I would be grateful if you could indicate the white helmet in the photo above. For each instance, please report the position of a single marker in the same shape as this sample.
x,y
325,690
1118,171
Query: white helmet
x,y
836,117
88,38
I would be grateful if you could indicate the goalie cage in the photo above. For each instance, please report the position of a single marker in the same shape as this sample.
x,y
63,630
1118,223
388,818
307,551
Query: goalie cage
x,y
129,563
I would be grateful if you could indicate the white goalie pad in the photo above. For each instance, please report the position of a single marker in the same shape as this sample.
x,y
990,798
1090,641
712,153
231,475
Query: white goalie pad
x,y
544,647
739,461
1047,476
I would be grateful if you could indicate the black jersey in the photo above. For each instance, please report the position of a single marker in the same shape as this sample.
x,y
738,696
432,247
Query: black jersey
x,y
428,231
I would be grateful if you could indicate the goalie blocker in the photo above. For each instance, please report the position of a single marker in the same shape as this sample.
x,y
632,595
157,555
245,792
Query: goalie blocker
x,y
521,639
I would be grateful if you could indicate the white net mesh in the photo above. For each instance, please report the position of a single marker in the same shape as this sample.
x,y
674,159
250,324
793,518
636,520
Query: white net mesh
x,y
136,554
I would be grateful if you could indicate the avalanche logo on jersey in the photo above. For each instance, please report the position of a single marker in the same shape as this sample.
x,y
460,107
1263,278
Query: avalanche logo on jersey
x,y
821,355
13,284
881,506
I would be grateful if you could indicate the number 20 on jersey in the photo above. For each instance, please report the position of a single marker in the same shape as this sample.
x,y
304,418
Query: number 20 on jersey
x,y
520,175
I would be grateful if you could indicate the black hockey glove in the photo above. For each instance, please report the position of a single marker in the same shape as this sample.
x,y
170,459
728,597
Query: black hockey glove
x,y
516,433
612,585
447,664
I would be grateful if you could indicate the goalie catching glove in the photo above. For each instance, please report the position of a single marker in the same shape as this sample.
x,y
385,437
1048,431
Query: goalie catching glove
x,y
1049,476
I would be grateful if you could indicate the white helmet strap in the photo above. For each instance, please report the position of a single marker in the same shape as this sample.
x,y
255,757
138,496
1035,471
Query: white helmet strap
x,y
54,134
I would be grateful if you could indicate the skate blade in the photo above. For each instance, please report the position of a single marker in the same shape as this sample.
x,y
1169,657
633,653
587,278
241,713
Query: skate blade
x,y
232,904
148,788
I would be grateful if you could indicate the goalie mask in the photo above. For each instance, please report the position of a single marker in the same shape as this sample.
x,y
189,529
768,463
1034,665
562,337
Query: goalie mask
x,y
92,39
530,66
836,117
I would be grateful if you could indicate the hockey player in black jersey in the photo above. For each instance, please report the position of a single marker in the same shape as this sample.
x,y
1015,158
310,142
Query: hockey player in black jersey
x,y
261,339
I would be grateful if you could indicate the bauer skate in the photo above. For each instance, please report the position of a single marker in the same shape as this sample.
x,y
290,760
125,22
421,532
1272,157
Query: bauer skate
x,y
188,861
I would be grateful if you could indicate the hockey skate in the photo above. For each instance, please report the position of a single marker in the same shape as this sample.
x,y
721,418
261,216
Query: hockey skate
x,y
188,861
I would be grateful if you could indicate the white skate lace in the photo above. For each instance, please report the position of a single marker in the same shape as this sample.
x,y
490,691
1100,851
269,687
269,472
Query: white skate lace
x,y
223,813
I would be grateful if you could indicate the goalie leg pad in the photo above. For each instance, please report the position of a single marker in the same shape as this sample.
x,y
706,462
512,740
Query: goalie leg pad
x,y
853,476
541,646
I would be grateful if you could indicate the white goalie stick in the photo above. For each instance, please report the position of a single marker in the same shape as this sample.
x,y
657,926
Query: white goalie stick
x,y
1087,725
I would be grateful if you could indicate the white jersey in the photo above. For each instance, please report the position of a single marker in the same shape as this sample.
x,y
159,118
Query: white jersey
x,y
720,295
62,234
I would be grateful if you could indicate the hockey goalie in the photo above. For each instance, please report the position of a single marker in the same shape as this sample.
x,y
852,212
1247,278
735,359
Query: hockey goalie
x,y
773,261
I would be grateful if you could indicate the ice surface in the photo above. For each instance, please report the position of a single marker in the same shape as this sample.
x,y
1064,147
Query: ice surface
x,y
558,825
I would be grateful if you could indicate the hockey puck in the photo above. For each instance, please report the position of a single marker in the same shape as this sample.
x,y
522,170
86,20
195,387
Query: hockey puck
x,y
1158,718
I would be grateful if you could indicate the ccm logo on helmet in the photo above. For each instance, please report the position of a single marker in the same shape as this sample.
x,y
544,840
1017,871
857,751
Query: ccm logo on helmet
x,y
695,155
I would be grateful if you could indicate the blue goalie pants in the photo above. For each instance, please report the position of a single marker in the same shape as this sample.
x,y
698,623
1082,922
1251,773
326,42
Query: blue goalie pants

+++++

Action item:
Check the data above line by line for the word "blue". State only how many lines contain it.

Answer to the exercise:
2